• Task data:
--- begin ---

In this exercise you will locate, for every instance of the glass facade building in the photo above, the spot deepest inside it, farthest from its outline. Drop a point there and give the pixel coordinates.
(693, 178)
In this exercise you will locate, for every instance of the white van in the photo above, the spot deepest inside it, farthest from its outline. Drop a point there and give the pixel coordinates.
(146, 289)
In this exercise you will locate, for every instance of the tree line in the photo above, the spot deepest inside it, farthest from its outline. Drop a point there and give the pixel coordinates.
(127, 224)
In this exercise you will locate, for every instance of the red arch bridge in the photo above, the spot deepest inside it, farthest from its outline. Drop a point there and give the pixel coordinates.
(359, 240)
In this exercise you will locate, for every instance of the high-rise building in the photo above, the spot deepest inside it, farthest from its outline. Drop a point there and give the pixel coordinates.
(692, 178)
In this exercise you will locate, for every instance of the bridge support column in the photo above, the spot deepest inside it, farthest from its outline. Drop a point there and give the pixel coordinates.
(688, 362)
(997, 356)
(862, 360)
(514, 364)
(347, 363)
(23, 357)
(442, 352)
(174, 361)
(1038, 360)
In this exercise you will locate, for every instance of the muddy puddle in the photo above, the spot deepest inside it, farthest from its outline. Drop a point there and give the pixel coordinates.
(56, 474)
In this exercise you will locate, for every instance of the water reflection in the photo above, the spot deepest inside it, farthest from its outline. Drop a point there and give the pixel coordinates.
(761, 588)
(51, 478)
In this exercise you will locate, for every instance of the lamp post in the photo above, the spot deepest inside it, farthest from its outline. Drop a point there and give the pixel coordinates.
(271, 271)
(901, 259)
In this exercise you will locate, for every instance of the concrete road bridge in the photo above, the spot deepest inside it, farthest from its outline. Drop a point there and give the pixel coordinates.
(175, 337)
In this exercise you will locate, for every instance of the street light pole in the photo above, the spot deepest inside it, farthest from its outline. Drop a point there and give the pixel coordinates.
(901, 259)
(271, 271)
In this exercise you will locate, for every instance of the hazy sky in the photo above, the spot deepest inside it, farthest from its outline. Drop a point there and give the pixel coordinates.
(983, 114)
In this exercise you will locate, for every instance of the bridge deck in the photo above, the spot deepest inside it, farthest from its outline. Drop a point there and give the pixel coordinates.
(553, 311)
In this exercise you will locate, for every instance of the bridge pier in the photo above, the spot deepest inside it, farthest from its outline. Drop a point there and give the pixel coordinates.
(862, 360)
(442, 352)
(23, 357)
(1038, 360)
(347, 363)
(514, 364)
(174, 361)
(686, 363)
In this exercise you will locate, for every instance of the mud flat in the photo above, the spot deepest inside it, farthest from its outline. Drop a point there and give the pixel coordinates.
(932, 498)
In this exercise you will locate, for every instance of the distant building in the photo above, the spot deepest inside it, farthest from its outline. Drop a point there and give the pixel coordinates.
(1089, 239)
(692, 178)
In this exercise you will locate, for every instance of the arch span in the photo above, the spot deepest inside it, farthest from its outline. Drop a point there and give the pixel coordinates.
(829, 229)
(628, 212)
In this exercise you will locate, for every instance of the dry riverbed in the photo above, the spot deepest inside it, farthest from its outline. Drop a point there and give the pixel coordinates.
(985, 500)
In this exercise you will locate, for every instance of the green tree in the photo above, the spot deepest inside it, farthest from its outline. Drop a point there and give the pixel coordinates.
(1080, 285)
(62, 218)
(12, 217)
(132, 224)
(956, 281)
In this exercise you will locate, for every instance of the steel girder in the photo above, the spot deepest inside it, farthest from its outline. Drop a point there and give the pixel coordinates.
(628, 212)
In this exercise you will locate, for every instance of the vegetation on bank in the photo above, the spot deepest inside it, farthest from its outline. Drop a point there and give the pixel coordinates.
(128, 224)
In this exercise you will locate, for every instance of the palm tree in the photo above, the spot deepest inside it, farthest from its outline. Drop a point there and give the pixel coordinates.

--- end ---

• Exercise directions: Return every line from the one holding "the mud flat" through the end of the data, exactly as it appears, with both ends kept and nothing else.

• Reply to the exercise:
In this exercise you will locate, for every instance of the mud flat in the photo above, the spot deepest inside it, farthest from its outline. Drop a point there and give the pixel coordinates.
(932, 498)
In this exercise you will locate, for every instance of the distant building in the photo above, the spot deepest inside it, farthest from its outline. Drop a point there and give the pixel coordinates.
(1089, 239)
(692, 178)
In this exercise you will locate, for every instance of the arch span in the photo above, the spot deepest inside it, farthest from its outline. Drop a point there and give the pixel coordinates.
(829, 229)
(628, 212)
In this exercise you will locate, for every instance of the dry riverbed in the photo above, the spot deepest inside it, farthest from its outline. Drop a point there and give the pixel coordinates.
(985, 500)
In this exercise you will locate, for every instance of the green tree in the photo above, the spot deepest inside it, farthest from its outline. Drop a point there and give the pixel coordinates.
(1080, 285)
(62, 218)
(12, 217)
(132, 224)
(956, 281)
In this exercise you will locate, for every instance of the steel girder in the photo above, the spot deepest inside it, farthest from its outline. Drop a point there and give the pixel coordinates.
(628, 212)
In this exercise you will locate, for every instance of the vegetation on bank in the photo above, the spot deepest inside it, farthest from its outline. Drop a point there and give the pixel coordinates.
(128, 224)
In this exercise you will locate, for every instance of the palm tree in the photo above, the spot deepest inside it, farthest from its outline. Drop a point there and give the pixel coordinates.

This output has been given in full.